▸ OBJECTIVE
Starting at the line that contains "Kindly provide the mask of every instance of the green tree." and ending at the line that contains "139 235 L 150", write the lines of the rows below as a JSON list of strings, one string per line, with blank lines left out.

#### DATASET EXTRACT ####

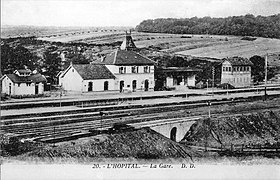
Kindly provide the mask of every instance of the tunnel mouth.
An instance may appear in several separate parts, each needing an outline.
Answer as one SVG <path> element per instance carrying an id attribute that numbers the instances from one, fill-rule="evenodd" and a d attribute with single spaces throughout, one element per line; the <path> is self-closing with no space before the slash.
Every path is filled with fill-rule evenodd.
<path id="1" fill-rule="evenodd" d="M 170 131 L 170 139 L 176 141 L 177 128 L 173 127 Z"/>

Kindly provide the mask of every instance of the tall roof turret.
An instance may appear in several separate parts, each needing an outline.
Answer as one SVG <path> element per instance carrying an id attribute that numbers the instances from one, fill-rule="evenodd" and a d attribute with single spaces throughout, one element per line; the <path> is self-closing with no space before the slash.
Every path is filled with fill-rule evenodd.
<path id="1" fill-rule="evenodd" d="M 135 50 L 137 49 L 137 47 L 135 46 L 132 37 L 131 37 L 131 31 L 129 31 L 129 33 L 127 33 L 127 31 L 125 32 L 125 39 L 121 45 L 121 50 Z"/>

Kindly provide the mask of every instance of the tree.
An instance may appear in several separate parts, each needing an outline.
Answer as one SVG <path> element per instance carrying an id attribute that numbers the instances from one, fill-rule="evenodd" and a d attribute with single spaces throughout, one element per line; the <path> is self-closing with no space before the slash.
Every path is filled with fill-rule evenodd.
<path id="1" fill-rule="evenodd" d="M 1 72 L 3 74 L 26 67 L 33 70 L 37 59 L 37 56 L 21 45 L 16 47 L 10 47 L 8 44 L 1 45 Z"/>
<path id="2" fill-rule="evenodd" d="M 56 82 L 56 75 L 61 71 L 61 58 L 57 53 L 56 47 L 50 47 L 44 53 L 43 74 L 47 77 L 48 82 L 54 84 Z"/>
<path id="3" fill-rule="evenodd" d="M 253 56 L 250 61 L 253 63 L 251 72 L 254 82 L 263 81 L 265 77 L 265 59 L 261 56 Z"/>

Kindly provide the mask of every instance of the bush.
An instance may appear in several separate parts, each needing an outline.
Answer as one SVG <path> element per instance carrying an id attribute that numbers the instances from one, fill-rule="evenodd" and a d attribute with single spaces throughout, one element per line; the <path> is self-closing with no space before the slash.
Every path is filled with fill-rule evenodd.
<path id="1" fill-rule="evenodd" d="M 11 98 L 14 99 L 23 99 L 23 98 L 38 98 L 38 97 L 49 97 L 50 95 L 46 94 L 24 94 L 24 95 L 11 95 Z"/>
<path id="2" fill-rule="evenodd" d="M 246 41 L 255 41 L 257 38 L 253 38 L 253 37 L 243 37 L 241 38 L 241 40 L 246 40 Z"/>
<path id="3" fill-rule="evenodd" d="M 181 38 L 192 38 L 191 36 L 181 36 Z"/>

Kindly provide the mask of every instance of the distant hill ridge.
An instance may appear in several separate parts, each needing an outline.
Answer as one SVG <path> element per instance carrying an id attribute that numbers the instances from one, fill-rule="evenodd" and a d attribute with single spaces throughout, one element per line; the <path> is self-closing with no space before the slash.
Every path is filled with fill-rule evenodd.
<path id="1" fill-rule="evenodd" d="M 280 14 L 230 16 L 226 18 L 159 18 L 142 21 L 136 30 L 150 33 L 215 34 L 280 38 Z"/>

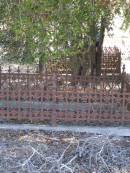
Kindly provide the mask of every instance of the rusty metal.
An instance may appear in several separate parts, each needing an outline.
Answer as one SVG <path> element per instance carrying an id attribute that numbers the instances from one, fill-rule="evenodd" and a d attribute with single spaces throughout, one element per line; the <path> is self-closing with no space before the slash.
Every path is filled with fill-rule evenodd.
<path id="1" fill-rule="evenodd" d="M 1 67 L 0 67 L 1 69 Z M 130 123 L 125 72 L 111 76 L 0 70 L 0 118 L 29 122 Z M 123 78 L 123 80 L 122 80 Z M 75 84 L 75 85 L 74 85 Z"/>

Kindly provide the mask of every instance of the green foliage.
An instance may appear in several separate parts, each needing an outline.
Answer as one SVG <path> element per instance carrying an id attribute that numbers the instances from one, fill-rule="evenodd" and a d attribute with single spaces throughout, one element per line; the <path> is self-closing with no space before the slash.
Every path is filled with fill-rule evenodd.
<path id="1" fill-rule="evenodd" d="M 100 39 L 102 19 L 109 28 L 115 7 L 107 0 L 1 0 L 3 57 L 32 63 L 89 50 Z"/>

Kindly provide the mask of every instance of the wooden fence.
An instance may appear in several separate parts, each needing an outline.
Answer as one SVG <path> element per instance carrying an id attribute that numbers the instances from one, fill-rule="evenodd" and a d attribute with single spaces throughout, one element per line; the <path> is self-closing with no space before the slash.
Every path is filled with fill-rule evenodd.
<path id="1" fill-rule="evenodd" d="M 0 70 L 0 118 L 53 125 L 130 124 L 125 76 L 82 78 Z"/>

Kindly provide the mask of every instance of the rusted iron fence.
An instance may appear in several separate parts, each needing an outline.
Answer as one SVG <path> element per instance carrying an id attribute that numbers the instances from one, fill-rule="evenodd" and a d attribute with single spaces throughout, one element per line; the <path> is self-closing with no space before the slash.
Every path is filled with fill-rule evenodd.
<path id="1" fill-rule="evenodd" d="M 54 125 L 130 123 L 126 74 L 83 78 L 0 70 L 0 118 Z"/>

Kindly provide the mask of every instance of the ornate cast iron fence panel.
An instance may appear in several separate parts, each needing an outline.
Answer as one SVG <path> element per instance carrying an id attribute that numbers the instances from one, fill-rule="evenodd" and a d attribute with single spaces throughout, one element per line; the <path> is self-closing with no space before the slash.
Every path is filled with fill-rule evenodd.
<path id="1" fill-rule="evenodd" d="M 130 123 L 130 93 L 121 76 L 3 73 L 0 118 L 30 122 Z"/>

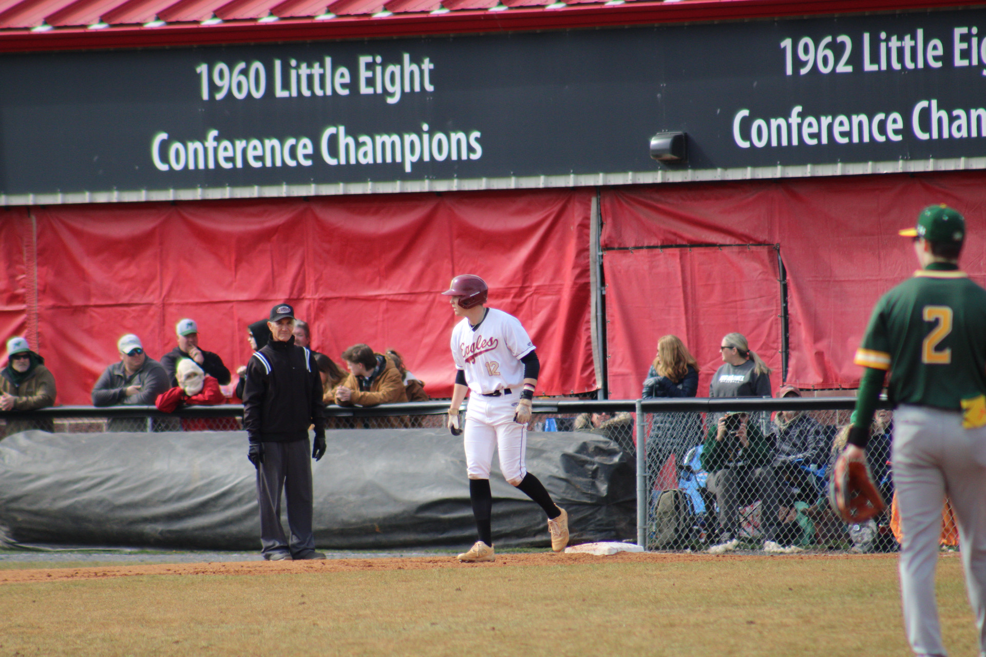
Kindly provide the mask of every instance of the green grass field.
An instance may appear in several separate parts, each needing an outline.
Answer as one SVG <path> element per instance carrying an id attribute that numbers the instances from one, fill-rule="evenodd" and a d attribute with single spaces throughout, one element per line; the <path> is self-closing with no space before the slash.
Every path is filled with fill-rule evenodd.
<path id="1" fill-rule="evenodd" d="M 909 654 L 896 556 L 646 557 L 7 583 L 0 655 Z M 976 654 L 957 557 L 938 596 Z"/>

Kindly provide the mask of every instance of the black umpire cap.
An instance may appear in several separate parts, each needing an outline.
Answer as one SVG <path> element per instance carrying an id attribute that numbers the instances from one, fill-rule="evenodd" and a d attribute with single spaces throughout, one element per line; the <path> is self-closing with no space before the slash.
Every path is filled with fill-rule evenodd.
<path id="1" fill-rule="evenodd" d="M 278 303 L 270 309 L 270 321 L 276 322 L 285 317 L 295 318 L 295 309 L 287 303 Z"/>

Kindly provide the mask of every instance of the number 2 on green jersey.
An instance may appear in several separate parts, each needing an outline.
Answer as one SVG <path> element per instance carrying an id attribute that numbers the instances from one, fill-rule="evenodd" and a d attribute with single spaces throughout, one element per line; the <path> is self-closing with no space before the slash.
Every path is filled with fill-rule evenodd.
<path id="1" fill-rule="evenodd" d="M 951 308 L 947 305 L 926 305 L 922 315 L 926 322 L 936 324 L 921 344 L 921 362 L 949 364 L 951 362 L 951 349 L 939 350 L 938 346 L 951 333 Z"/>

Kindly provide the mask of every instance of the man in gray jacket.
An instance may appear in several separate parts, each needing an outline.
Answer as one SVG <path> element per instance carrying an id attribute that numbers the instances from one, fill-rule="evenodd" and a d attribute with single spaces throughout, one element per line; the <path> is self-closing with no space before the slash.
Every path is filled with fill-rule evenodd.
<path id="1" fill-rule="evenodd" d="M 128 333 L 116 342 L 120 361 L 106 367 L 93 387 L 93 406 L 154 406 L 171 386 L 161 363 L 148 358 L 140 338 Z M 142 418 L 112 418 L 110 431 L 146 431 Z"/>

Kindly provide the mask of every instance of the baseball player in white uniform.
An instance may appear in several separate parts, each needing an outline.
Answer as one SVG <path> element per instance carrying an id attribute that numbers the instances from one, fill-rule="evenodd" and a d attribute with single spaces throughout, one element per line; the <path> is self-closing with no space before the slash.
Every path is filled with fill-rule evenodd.
<path id="1" fill-rule="evenodd" d="M 449 290 L 455 313 L 462 317 L 452 330 L 452 356 L 456 361 L 456 385 L 449 408 L 449 428 L 463 431 L 458 408 L 467 391 L 472 395 L 465 414 L 465 464 L 469 477 L 469 498 L 479 540 L 459 561 L 492 561 L 493 539 L 490 517 L 490 465 L 499 450 L 504 478 L 537 502 L 548 516 L 551 549 L 561 552 L 568 545 L 568 513 L 556 506 L 544 486 L 528 472 L 525 450 L 530 404 L 537 385 L 540 363 L 524 326 L 514 316 L 487 308 L 488 288 L 478 276 L 464 274 L 452 280 Z"/>

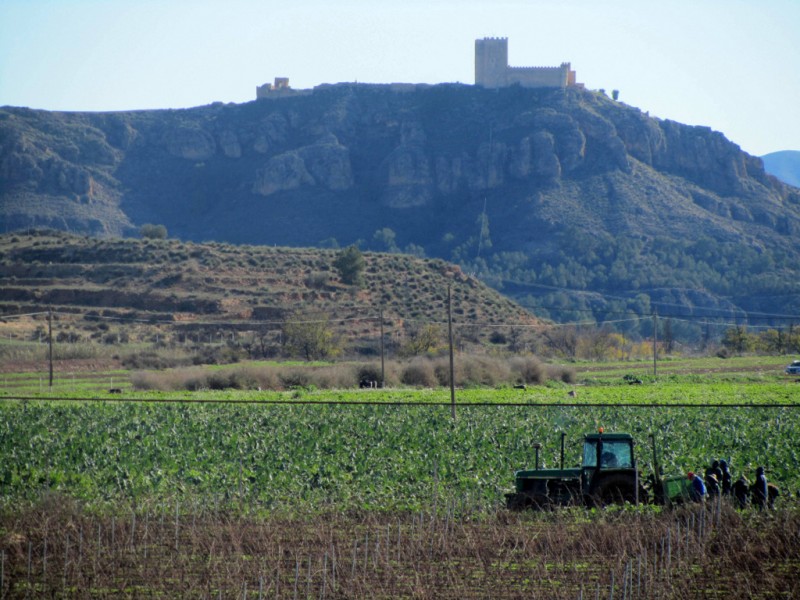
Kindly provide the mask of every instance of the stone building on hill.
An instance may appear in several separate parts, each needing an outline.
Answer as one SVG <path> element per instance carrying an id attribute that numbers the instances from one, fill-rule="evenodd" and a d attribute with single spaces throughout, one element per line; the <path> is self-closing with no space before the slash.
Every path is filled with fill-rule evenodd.
<path id="1" fill-rule="evenodd" d="M 475 85 L 501 88 L 519 84 L 526 88 L 579 86 L 570 63 L 560 67 L 509 67 L 508 38 L 475 40 Z"/>

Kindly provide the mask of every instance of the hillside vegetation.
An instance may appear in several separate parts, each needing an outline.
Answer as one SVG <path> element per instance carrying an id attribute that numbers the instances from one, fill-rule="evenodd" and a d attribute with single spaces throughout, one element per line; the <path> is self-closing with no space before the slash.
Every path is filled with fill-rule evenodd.
<path id="1" fill-rule="evenodd" d="M 560 321 L 796 315 L 800 192 L 721 133 L 578 89 L 320 86 L 241 105 L 0 110 L 0 217 L 440 257 Z M 772 319 L 771 321 L 769 319 Z M 631 320 L 625 333 L 647 335 Z"/>
<path id="2" fill-rule="evenodd" d="M 366 253 L 363 287 L 346 285 L 333 250 L 99 239 L 60 232 L 0 236 L 0 309 L 201 326 L 280 323 L 295 314 L 420 323 L 533 325 L 507 298 L 439 259 Z"/>

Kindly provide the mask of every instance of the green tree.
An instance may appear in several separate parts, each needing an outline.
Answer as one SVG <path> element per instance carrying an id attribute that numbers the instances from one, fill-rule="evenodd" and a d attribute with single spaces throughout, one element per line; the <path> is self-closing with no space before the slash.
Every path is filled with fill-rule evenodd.
<path id="1" fill-rule="evenodd" d="M 348 246 L 341 250 L 336 260 L 333 261 L 334 268 L 339 272 L 342 283 L 361 287 L 364 285 L 364 269 L 367 262 L 361 254 L 361 250 L 355 245 Z"/>
<path id="2" fill-rule="evenodd" d="M 378 229 L 372 235 L 372 239 L 380 244 L 381 249 L 386 252 L 400 252 L 400 248 L 397 246 L 397 234 L 388 227 Z"/>
<path id="3" fill-rule="evenodd" d="M 323 314 L 295 315 L 283 324 L 283 343 L 293 356 L 306 360 L 333 358 L 341 352 L 341 342 Z"/>
<path id="4" fill-rule="evenodd" d="M 747 333 L 747 327 L 744 325 L 729 327 L 722 336 L 722 345 L 736 354 L 752 350 L 755 343 L 756 339 Z"/>
<path id="5" fill-rule="evenodd" d="M 441 348 L 441 344 L 441 327 L 430 323 L 411 333 L 408 343 L 406 343 L 401 350 L 401 354 L 405 356 L 432 354 Z"/>
<path id="6" fill-rule="evenodd" d="M 139 235 L 150 240 L 165 240 L 167 239 L 167 228 L 163 225 L 145 223 L 139 227 Z"/>

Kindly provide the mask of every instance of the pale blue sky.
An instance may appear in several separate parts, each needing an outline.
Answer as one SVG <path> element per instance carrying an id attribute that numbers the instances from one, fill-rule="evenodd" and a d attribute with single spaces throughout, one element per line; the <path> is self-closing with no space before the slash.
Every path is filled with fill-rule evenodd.
<path id="1" fill-rule="evenodd" d="M 0 105 L 247 102 L 276 76 L 471 84 L 484 36 L 751 154 L 800 149 L 800 0 L 0 0 Z"/>

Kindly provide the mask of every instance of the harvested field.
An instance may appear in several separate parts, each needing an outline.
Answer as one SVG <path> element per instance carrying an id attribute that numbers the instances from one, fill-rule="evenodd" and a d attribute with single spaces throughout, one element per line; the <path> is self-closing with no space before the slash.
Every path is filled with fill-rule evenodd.
<path id="1" fill-rule="evenodd" d="M 797 598 L 800 512 L 5 514 L 3 597 Z"/>

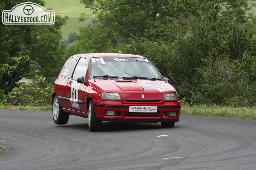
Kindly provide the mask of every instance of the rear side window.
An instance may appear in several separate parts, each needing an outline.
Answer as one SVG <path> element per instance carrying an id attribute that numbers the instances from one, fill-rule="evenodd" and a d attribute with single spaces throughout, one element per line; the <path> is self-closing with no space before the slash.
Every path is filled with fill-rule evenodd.
<path id="1" fill-rule="evenodd" d="M 87 60 L 83 58 L 80 58 L 74 71 L 72 79 L 76 80 L 80 77 L 85 76 L 87 69 Z"/>
<path id="2" fill-rule="evenodd" d="M 72 70 L 75 65 L 79 57 L 76 57 L 70 58 L 67 63 L 65 66 L 61 70 L 60 75 L 67 78 L 69 78 L 72 73 Z"/>

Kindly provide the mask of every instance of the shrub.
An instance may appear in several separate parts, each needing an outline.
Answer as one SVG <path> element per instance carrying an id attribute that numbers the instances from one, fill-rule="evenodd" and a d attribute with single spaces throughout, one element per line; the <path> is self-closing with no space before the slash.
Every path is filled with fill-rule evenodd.
<path id="1" fill-rule="evenodd" d="M 6 95 L 7 104 L 14 105 L 43 106 L 51 103 L 52 88 L 40 87 L 37 82 L 28 84 L 21 83 Z"/>

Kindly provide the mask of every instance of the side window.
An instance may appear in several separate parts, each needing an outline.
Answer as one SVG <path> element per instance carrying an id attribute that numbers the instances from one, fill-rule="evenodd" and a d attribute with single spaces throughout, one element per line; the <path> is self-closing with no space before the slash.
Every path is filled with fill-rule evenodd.
<path id="1" fill-rule="evenodd" d="M 87 60 L 83 58 L 80 58 L 74 71 L 72 79 L 76 80 L 79 77 L 85 76 L 87 69 Z"/>
<path id="2" fill-rule="evenodd" d="M 72 73 L 72 70 L 75 64 L 78 59 L 78 57 L 71 58 L 67 63 L 65 67 L 60 73 L 60 75 L 67 78 L 69 78 Z"/>

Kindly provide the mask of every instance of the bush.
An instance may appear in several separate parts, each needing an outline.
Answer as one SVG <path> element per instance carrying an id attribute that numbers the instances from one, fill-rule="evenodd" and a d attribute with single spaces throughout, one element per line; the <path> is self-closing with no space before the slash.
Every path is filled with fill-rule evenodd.
<path id="1" fill-rule="evenodd" d="M 37 82 L 21 83 L 7 95 L 6 104 L 14 105 L 43 106 L 51 105 L 52 88 L 43 88 Z"/>

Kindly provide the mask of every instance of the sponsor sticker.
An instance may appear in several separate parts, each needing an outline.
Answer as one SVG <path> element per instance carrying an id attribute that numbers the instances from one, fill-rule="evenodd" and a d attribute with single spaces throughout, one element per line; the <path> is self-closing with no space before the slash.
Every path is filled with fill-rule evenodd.
<path id="1" fill-rule="evenodd" d="M 126 60 L 126 59 L 124 59 L 124 58 L 120 59 L 116 57 L 113 57 L 113 59 L 114 59 L 115 61 L 128 61 L 128 60 Z"/>
<path id="2" fill-rule="evenodd" d="M 79 88 L 80 84 L 73 81 L 71 87 L 71 97 L 70 101 L 72 106 L 79 109 L 79 105 L 78 104 L 78 89 Z"/>
<path id="3" fill-rule="evenodd" d="M 130 106 L 130 112 L 156 113 L 157 106 Z"/>
<path id="4" fill-rule="evenodd" d="M 105 61 L 102 57 L 92 58 L 91 58 L 91 64 L 104 64 Z"/>
<path id="5" fill-rule="evenodd" d="M 33 2 L 22 3 L 2 12 L 5 25 L 51 25 L 55 22 L 54 11 Z"/>

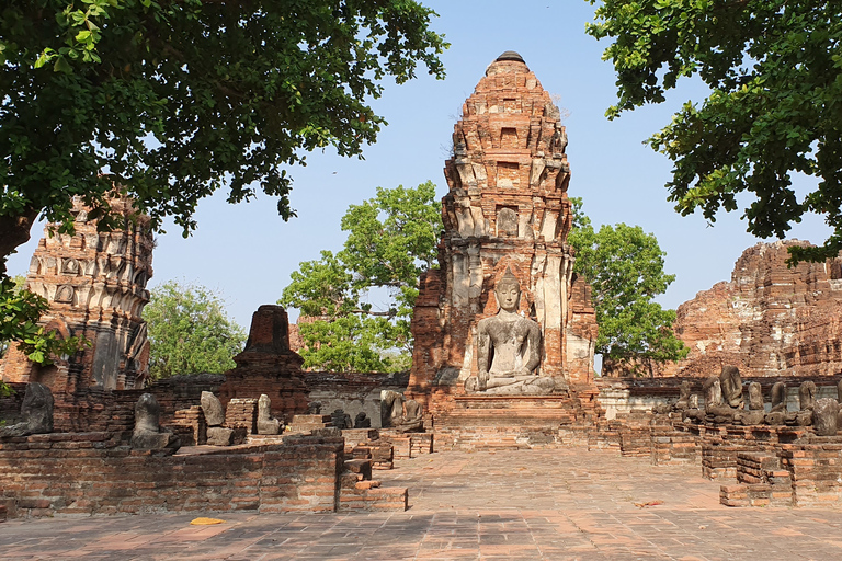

####

▸ ANSWER TO THE EXERCISE
[
  "Kindly provide the mask of every instance of the green tree.",
  "An instance may appear in several separate parts, each needing an outline.",
  "Answer as one SVG <path> element per instance carrying an id attribute that numbers the instances from one, fill-rule=\"evenodd\" and a d attribute with single spaces throughout, one element per line; the <path> is self-closing with no space before the slash.",
  "Every path is filled with fill-rule evenodd.",
  "<path id=\"1\" fill-rule=\"evenodd\" d=\"M 348 246 L 341 250 L 336 260 L 333 261 L 334 268 L 339 272 L 342 283 L 361 287 L 364 285 L 364 269 L 367 262 L 361 254 L 361 250 L 355 245 Z\"/>",
  "<path id=\"2\" fill-rule=\"evenodd\" d=\"M 378 229 L 372 235 L 372 239 L 380 244 L 381 249 L 386 252 L 400 252 L 400 248 L 397 246 L 397 234 L 388 227 Z\"/>",
  "<path id=\"3\" fill-rule=\"evenodd\" d=\"M 323 314 L 295 315 L 283 324 L 283 343 L 293 356 L 306 360 L 333 358 L 341 352 L 341 342 Z\"/>",
  "<path id=\"4\" fill-rule=\"evenodd\" d=\"M 747 333 L 747 327 L 744 325 L 729 327 L 722 336 L 722 345 L 736 354 L 752 350 L 755 343 L 756 339 Z\"/>",
  "<path id=\"5\" fill-rule=\"evenodd\" d=\"M 441 348 L 441 344 L 441 327 L 430 323 L 411 333 L 408 343 L 406 343 L 401 350 L 401 354 L 405 356 L 432 354 Z\"/>",
  "<path id=\"6\" fill-rule=\"evenodd\" d=\"M 139 235 L 150 240 L 165 240 L 167 239 L 167 228 L 163 225 L 145 223 L 139 227 Z\"/>"
]